Nicht nur sauber, sondern rein. So warb einst die Waschmittelfirma Ariel. Und von beidem sind Diesel-Pkw weit entfernt. Damit die gesundheitsschädlichen Stickoxide aus den Auspuffrohren aber wenigstens auf das technisch machbare und nicht aus das kostenseitig opportune Niveau reduziert werden, hat die Europäische Union Straßentests eingeführt. Real Driving Emissions, abgekürzt RDE, heißt das neue Verfahren, das seit Anfang 2016 erprobt wird. Mit mobilen Messgeräten (PEMS für Portable Emissions Measurement System) wird erhoben, was vom Dieselkraftstoff nach der Verbrennung übrigbleibt. Jetzt verhandeln Industrie, Politik und Nichtregierungsorganisationen in Brüssel über die Ausführungsbestimmungen von RDE. Und wie immer, wenn es ums liebe Geld geht, verstehen die Beteiligten keinen Spaß.

**Inhalt des Datensatzes:**
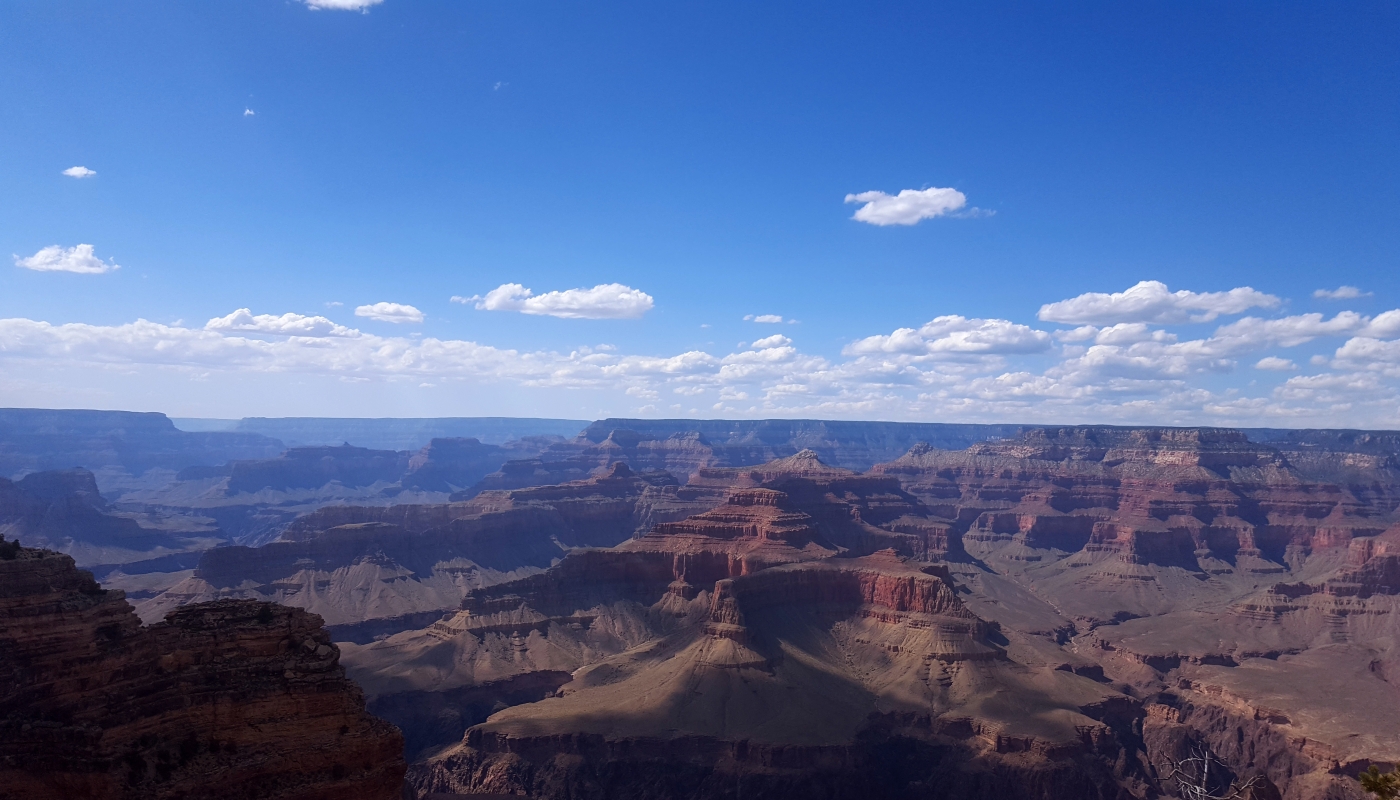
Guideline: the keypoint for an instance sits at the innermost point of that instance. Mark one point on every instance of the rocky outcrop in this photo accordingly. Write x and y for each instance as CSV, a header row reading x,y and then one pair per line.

**Aufgaben:**
(a) Nenne alle Beteiligten, die laut dem Text über die Straßentests in Brüssel über die Ausführungsbestimmungen verhandeln.
(b) Kopiere aus dem Text über die Straßentests wortgetreu die Stelle von „Nicht nur sauber, sondern“ bis einschließlich „Beteiligten keinen Spaß.“.
Das Material wird für die Bearbeitung nicht benötigt.

**Lösungen:**
(a) Industrie, Politik, Nichtregierungsorganisationen

(b)
Nicht nur sauber, sondern rein. So warb einst die Waschmittelfirma Ariel. Und von beidem sind Diesel-Pkw weit entfernt. Damit die gesundheitsschädlichen Stickoxide aus den Auspuffrohren aber wenigstens auf das technisch machbare und nicht aus das kostenseitig opportune Niveau reduziert werden, hat die Europäische Union Straßentests eingeführt. Real Driving Emissions, abgekürzt RDE, heißt das neue Verfahren, das seit Anfang 2016 erprobt wird. Mit mobilen Messgeräten (PEMS für Portable Emissions Measurement System) wird erhoben, was vom Dieselkraftstoff nach der Verbrennung übrigbleibt. Jetzt verhandeln Industrie, Politik und Nichtregierungsorganisationen in Brüssel über die Ausführungsbestimmungen von RDE. Und wie immer, wenn es ums liebe Geld geht, verstehen die Beteiligten keinen Spaß.